ROANOKE TIMES 
                      Copyright (c) 1996, Roanoke Times

DATE: Thursday, October 3, 1996              TAG: 9610030029
SECTION: BUSINESS                 PAGE: B-8  EDITION: METRO 
SOURCE: GREG EDWARDS STAFF WRITER


ROANOKE FIRM TO BUY PRISM INNOTECH INC. SETS SIGHTS ON RESTORING VISION

Innotech Inc., a Roanoke optical products developer, has targeted as its next business opportunity a lens implant that could help restore the sight of patients with central vision loss.

Innotech said Wednesday that it has agreed to acquire Prism Ophthalmics LLC, a U.S. partnership that owns a patent for a prismatic lens implant

Specifically, Innotech said it has agreed in principle to buy an option ultimately to purchase Prism for $5 million.

Under the terms of the agreement, Innotech will buy a warrant giving it the right to acquire 15 percent of Prism should it not buy the whole company.

Innotech will pay $400,000 for the purchase option and another $1.2 million for the warrant.

The Prism deal has the potential not only to benefit Innotech's shareholders but also to "do something for mankind" by restoring functional sight and improving the quality of life for a significant number of people throughout the world, said Ronald Blum, Innotech's chairman and chief executive officer.

Prism's patented prismatic lens is designed to be surgically placed in the eye to help partially restore the loss of central vision caused by diseases such as macular degeneration and macular hole. Central vision loss is a top cause of blindness - particularly among older people - in developed countries such as the United States, Blum said. Central vision loss is the cause of blindness in more than 2 million people in the United States.

Central vision loss is characterized by a dark spot that occurs at the center of sight and gradually enlarges until a person becomes legally blind. The disease typically occurs in both eyes, and the main treatment is aimed at slowing the disease rather than restoring sight.

The implant is designed to work by redirecting an image from a diseased to a healthy area of the macula, which is an area of especially sharp vision on the eye's retina.

In patients who receive the implant, the disease-caused dark spot in the center would be moved to one side of the field of vision, explained Amitava Gupta, Innotech's vice president for engineering research and development.

□ □ □ □ □

**WORK INSTRUCTION:** From the Roanoke Times article on Innotech buying Prism, extract the passage starting at "Under the terms" and ending at "chief executive officer.", copying it word for word.

**SOURCE INFORMATION:**
□ □ □ □ □

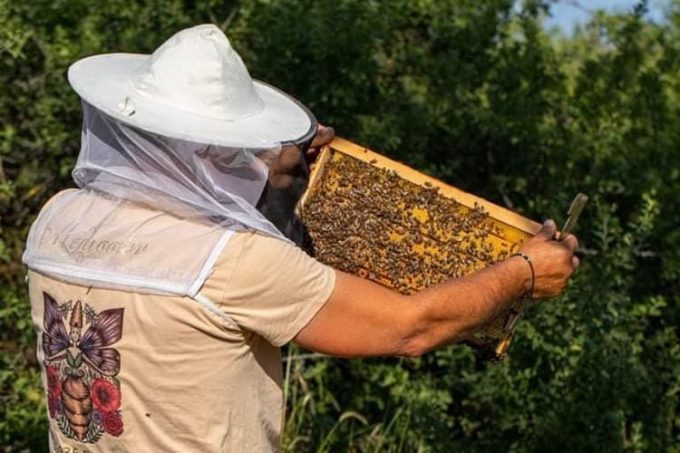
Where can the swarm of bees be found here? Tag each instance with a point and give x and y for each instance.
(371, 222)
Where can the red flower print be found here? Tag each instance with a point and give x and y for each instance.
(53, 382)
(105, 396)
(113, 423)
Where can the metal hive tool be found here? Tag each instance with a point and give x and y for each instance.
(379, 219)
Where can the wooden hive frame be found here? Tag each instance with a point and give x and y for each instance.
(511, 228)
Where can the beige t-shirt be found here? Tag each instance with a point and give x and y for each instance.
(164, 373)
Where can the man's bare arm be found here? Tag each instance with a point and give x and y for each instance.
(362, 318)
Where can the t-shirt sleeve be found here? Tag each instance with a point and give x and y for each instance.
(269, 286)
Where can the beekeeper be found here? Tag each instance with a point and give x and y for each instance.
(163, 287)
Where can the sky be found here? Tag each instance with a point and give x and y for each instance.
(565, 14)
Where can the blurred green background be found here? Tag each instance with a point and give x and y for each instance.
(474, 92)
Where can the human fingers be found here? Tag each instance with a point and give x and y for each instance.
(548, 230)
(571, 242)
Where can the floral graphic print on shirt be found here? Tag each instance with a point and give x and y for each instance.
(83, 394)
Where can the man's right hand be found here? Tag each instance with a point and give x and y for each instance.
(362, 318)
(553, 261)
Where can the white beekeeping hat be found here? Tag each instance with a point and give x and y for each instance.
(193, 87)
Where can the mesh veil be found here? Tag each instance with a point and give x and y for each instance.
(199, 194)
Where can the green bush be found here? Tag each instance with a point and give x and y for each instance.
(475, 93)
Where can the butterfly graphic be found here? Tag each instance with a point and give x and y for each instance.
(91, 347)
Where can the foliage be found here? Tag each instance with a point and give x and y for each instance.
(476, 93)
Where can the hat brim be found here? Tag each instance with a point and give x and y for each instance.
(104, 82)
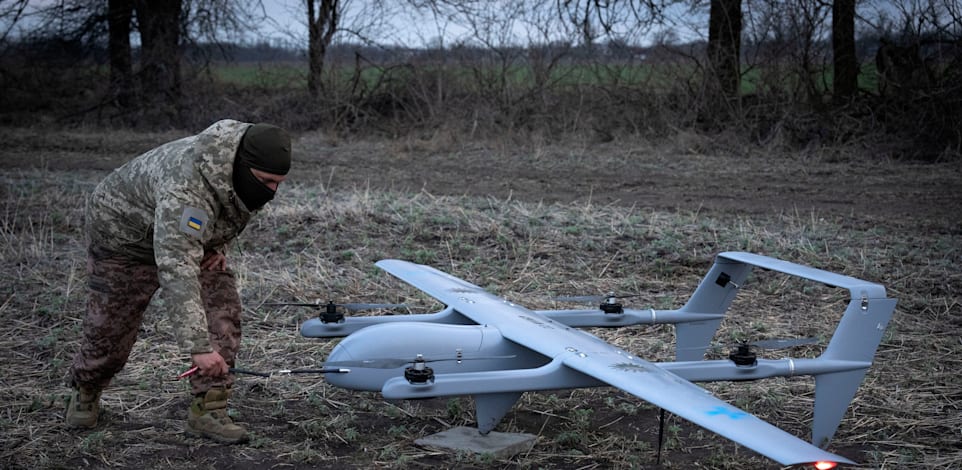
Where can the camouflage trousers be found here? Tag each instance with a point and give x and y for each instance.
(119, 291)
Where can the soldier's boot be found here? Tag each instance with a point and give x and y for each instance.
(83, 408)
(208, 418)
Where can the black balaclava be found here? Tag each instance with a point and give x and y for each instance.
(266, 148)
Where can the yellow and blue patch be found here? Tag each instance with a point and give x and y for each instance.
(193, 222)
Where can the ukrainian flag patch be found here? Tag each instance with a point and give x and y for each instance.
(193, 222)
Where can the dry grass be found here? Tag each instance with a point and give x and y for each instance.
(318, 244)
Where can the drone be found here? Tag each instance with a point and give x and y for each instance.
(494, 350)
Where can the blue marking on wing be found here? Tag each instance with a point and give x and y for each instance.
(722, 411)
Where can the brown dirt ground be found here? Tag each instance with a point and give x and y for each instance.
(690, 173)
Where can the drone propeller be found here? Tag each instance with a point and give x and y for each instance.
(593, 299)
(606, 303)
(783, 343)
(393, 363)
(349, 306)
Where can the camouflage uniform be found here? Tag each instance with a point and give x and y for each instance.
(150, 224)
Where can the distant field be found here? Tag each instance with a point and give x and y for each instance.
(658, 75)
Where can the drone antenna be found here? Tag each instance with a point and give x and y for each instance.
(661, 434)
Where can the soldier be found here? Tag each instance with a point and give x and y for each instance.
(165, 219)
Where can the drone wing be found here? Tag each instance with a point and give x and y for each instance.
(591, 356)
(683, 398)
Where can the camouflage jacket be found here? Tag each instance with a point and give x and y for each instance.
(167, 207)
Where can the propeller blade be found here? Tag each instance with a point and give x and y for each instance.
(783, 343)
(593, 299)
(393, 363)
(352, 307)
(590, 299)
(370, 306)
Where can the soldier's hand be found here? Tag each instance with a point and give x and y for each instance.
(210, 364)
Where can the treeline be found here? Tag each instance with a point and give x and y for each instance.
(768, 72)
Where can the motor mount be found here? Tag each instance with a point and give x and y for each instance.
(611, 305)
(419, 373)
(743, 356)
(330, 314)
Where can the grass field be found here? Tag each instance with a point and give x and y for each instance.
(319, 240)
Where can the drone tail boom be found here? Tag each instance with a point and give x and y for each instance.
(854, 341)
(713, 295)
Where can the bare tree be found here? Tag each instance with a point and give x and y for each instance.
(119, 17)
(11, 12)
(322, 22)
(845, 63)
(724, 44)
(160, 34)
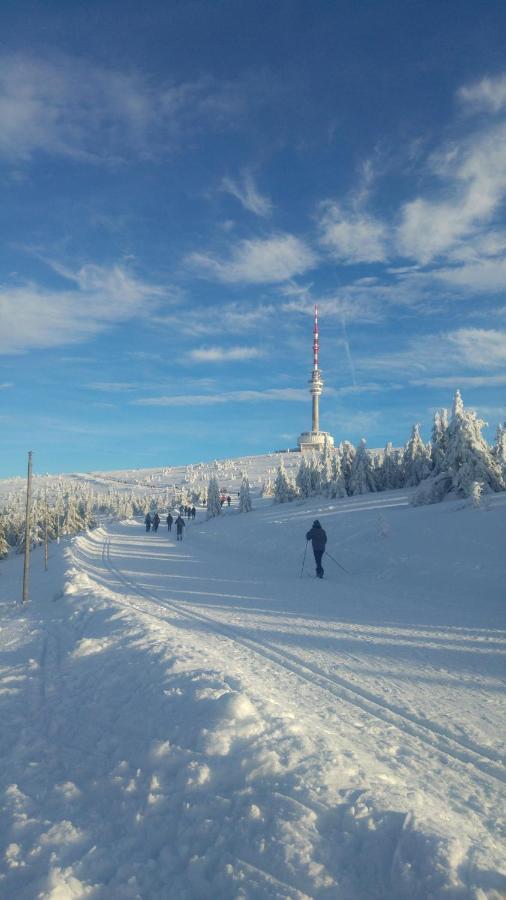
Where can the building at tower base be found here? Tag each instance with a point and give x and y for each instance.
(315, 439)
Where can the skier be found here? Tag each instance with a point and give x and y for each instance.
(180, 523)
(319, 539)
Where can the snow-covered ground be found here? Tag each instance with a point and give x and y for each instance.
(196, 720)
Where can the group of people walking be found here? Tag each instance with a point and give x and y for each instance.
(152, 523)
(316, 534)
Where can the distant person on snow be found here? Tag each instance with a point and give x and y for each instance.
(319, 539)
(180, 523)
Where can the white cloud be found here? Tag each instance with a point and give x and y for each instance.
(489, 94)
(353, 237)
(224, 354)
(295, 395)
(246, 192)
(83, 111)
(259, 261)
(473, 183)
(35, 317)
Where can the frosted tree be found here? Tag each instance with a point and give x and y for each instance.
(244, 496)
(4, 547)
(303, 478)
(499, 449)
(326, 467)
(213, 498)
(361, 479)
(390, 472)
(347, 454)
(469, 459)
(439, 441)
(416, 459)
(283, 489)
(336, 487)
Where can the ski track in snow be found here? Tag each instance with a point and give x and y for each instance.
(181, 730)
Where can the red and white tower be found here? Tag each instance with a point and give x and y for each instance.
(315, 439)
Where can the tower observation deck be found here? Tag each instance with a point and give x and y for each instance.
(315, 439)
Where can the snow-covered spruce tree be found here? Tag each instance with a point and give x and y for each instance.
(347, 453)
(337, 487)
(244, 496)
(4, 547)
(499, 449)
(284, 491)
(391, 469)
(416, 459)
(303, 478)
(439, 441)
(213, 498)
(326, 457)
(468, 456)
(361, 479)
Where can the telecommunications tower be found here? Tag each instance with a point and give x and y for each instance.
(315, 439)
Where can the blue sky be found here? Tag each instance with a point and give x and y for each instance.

□ □ □ □ □

**RESULT:**
Under the terms of the agreement, Innotech will buy a warrant giving it the right to acquire 15 percent of Prism should it not buy the whole company.

Innotech will pay $400,000 for the purchase option and another $1.2 million for the warrant.

The Prism deal has the potential not only to benefit Innotech's shareholders but also to "do something for mankind" by restoring functional sight and improving the quality of life for a significant number of people throughout the world, said Ronald Blum, Innotech's chairman and chief executive officer.